PASAJE MOSTRADO:
====================

Ahora, al calor de un asombro renovado, recobrado o advertido por primera vez, quisiera recordar, para que las tengamos muy bien presentes, las dos condiciones necesarias para caminar, las dos orillas del cauce por donde puede verdaderamente discurrir el agua de nuestra existencia, los dos rasgos que definen el rostro de un cristiano. Son estas dos condiciones las que nos capacitarán para ser creativos, para obrar en el mundo, para hacer fructificar el talento de la fe, para responder con plena responsabilidad a la elección y a la confianza extrema que Dios ha puesto en nosotros.

====================

ENTRADAS DADAS:
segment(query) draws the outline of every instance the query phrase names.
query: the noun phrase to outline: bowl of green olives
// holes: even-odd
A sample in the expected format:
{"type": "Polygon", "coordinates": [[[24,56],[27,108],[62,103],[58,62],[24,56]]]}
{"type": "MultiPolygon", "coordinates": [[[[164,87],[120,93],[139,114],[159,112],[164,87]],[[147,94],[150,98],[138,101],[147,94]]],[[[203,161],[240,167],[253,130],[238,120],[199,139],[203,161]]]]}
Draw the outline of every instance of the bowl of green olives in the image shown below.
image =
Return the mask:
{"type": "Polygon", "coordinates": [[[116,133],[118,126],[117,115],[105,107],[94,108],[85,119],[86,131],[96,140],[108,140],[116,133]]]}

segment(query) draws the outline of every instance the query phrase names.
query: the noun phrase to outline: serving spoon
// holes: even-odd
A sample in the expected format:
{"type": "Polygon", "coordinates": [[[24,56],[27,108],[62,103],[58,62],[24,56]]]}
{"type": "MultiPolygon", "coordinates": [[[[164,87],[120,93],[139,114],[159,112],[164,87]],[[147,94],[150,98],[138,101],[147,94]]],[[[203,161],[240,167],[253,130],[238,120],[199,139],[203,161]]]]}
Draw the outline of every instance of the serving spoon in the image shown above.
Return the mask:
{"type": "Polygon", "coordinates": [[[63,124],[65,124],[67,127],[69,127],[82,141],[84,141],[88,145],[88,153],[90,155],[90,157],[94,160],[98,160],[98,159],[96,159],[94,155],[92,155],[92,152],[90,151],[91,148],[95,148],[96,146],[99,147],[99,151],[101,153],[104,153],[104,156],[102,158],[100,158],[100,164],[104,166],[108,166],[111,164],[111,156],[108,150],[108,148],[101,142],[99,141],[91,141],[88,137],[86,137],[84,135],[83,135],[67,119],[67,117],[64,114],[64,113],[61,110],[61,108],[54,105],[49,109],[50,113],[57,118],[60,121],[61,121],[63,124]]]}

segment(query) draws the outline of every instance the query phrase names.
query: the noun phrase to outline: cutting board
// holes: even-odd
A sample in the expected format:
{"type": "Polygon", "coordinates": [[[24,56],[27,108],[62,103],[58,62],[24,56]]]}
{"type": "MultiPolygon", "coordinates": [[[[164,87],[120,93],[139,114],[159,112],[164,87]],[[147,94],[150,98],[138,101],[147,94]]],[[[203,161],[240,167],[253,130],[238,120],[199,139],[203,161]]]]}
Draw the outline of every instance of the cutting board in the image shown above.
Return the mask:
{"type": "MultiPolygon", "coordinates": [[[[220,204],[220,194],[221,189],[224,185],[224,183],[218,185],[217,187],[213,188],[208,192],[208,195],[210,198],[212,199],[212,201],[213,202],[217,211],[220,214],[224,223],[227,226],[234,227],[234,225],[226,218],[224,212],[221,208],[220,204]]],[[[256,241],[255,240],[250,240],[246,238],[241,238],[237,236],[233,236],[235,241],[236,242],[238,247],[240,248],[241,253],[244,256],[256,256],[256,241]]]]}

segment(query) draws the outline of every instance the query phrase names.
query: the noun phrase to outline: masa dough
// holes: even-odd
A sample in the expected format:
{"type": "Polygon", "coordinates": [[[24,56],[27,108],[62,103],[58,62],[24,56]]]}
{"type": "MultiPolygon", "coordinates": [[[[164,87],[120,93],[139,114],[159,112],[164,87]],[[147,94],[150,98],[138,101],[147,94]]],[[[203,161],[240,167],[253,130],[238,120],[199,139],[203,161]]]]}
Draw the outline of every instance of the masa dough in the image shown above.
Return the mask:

====================

INDICACIÓN: Por favor, enumera todo aquello para lo que, según el pasaje, nos capacitarán las dos condiciones. El material no tiene ningún papel en esto.

RESULTADO FINAL:
- Ser creativos
- Obrar en el mundo
- Hacer fructificar el talento de la fe
- Responder con plena responsabilidad a la elección y a la confianza extrema que Dios ha puesto en nosotros